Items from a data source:
################

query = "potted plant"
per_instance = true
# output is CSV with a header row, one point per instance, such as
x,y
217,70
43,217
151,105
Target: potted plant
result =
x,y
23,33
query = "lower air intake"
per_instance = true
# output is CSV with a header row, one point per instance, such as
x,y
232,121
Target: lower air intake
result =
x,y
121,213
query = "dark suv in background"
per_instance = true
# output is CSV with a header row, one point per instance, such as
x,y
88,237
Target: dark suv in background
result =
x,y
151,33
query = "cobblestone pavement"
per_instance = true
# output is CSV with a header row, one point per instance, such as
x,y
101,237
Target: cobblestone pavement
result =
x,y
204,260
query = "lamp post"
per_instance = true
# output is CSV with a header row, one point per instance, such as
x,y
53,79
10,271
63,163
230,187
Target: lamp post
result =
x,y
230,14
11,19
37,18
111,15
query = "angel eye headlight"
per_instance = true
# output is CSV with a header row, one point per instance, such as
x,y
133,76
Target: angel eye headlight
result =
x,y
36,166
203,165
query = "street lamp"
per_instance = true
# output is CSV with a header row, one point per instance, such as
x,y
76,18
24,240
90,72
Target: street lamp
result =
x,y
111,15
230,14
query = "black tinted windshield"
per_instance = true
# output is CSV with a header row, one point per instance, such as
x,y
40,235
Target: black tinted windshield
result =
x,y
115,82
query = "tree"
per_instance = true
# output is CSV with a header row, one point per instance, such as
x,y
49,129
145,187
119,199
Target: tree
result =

################

▶ [Request]
Replace "lamp post" with "lamppost" throughout the items above and write out every line again. Leave everything else unchanged.

▶ [Answer]
query = "potted plant"
per_instance = true
# output is CSV with a header row, one point per instance, such as
x,y
217,70
43,217
151,105
Target: potted plant
result =
x,y
23,33
query = "lower air intake"
per_instance = true
# output is CSV with a header row, one point per instance, such as
x,y
232,121
Target: lower air intake
result =
x,y
121,213
query = "dark suv in background"
per_instance = true
# output is CSV with a header row, one point per instance, such as
x,y
88,237
Target: dark suv in background
result =
x,y
151,33
query = "cobblestone pavement"
per_instance = true
# output is CSV with a header row, one point per instance, such as
x,y
101,237
Target: cobblestone pavement
result =
x,y
204,260
query = "lamppost"
per_instance = true
# output is CSV with a header row, one point per instance, such as
x,y
53,79
10,271
63,163
230,187
Target: lamppost
result =
x,y
230,14
11,19
37,18
111,15
query = "angel eye headlight"
per_instance = true
# output is CSV with a header row, one point per instance, such as
x,y
133,76
Target: angel eye headlight
result =
x,y
36,166
203,165
query = "street lamp"
per_instance = true
# output is CSV with a header row, one point per instance, such as
x,y
76,18
24,240
90,72
Target: street lamp
result =
x,y
111,15
230,14
query = "black tinted windshield"
per_instance = true
# output is CSV with a header row, one point per instance, such as
x,y
40,235
Target: black tinted windshield
result =
x,y
115,82
query = "tree"
per_instance = true
# output is CSV with a header row, one point per instance, such as
x,y
49,129
145,187
119,199
Target: tree
result =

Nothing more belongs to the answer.